[[ DATA SUPPLIED, beginning ]]
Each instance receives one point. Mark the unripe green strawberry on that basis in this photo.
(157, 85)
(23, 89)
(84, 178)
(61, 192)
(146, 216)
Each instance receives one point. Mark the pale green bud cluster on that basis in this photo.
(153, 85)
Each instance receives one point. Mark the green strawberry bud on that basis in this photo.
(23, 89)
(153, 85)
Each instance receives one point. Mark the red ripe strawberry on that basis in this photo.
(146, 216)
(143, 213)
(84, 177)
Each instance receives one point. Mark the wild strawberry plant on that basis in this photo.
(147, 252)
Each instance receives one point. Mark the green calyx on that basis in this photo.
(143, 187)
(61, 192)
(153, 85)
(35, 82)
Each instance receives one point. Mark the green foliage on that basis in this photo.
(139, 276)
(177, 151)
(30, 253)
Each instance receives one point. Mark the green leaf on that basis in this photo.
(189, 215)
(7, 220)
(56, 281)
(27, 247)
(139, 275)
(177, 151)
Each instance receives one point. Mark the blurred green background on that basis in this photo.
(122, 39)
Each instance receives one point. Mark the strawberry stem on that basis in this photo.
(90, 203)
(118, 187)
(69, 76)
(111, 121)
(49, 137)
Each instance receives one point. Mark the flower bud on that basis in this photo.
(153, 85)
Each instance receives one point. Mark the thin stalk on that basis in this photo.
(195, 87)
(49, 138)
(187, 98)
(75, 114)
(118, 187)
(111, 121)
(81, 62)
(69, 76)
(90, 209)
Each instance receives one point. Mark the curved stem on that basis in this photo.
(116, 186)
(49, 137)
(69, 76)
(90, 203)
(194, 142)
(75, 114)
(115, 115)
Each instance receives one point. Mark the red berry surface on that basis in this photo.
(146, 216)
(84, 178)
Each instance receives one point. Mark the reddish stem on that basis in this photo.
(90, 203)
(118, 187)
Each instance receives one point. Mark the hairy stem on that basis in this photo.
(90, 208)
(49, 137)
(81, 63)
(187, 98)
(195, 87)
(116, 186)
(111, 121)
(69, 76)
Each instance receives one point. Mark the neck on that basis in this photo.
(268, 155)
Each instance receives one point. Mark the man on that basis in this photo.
[[ DATA SUPPLIED, end ]]
[[ DATA SUPPLIED, beginning ]]
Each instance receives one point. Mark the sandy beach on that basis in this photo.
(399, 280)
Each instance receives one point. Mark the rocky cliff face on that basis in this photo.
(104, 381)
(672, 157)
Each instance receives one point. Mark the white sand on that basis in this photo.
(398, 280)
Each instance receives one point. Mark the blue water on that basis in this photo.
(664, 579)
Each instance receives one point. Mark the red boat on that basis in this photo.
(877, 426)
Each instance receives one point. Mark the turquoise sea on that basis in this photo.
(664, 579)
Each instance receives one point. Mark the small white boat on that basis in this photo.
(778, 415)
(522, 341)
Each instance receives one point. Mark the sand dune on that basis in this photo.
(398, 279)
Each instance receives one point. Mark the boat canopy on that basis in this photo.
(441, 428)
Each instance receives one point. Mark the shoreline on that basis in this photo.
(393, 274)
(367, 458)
[[ DATA SUPPLIED, end ]]
[[ DATA SUPPLIED, beginning ]]
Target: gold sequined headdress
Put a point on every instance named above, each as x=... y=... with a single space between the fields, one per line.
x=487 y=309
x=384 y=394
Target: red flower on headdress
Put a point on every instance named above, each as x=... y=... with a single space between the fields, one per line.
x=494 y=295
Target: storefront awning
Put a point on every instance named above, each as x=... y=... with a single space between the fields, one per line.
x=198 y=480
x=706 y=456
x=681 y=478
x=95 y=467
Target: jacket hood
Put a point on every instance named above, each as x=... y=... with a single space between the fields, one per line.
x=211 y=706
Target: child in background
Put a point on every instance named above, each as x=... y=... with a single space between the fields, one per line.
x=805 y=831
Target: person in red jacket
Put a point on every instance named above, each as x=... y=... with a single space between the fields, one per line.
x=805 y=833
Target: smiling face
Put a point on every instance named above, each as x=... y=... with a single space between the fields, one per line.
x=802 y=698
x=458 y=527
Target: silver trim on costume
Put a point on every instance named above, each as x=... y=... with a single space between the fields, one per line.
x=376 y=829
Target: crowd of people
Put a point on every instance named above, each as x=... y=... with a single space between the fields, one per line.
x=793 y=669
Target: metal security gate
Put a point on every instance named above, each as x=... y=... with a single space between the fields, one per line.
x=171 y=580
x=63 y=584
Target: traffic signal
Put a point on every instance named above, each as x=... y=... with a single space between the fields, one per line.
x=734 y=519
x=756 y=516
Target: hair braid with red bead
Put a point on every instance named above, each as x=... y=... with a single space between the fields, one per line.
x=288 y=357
[[ DATA SUPPLIED, end ]]
DESCRIPTION OF THE TASK:
Once you find the string "jacket" in a line of the records, copy that line.

OUTPUT:
Target: jacket hood
Target: person in red jacket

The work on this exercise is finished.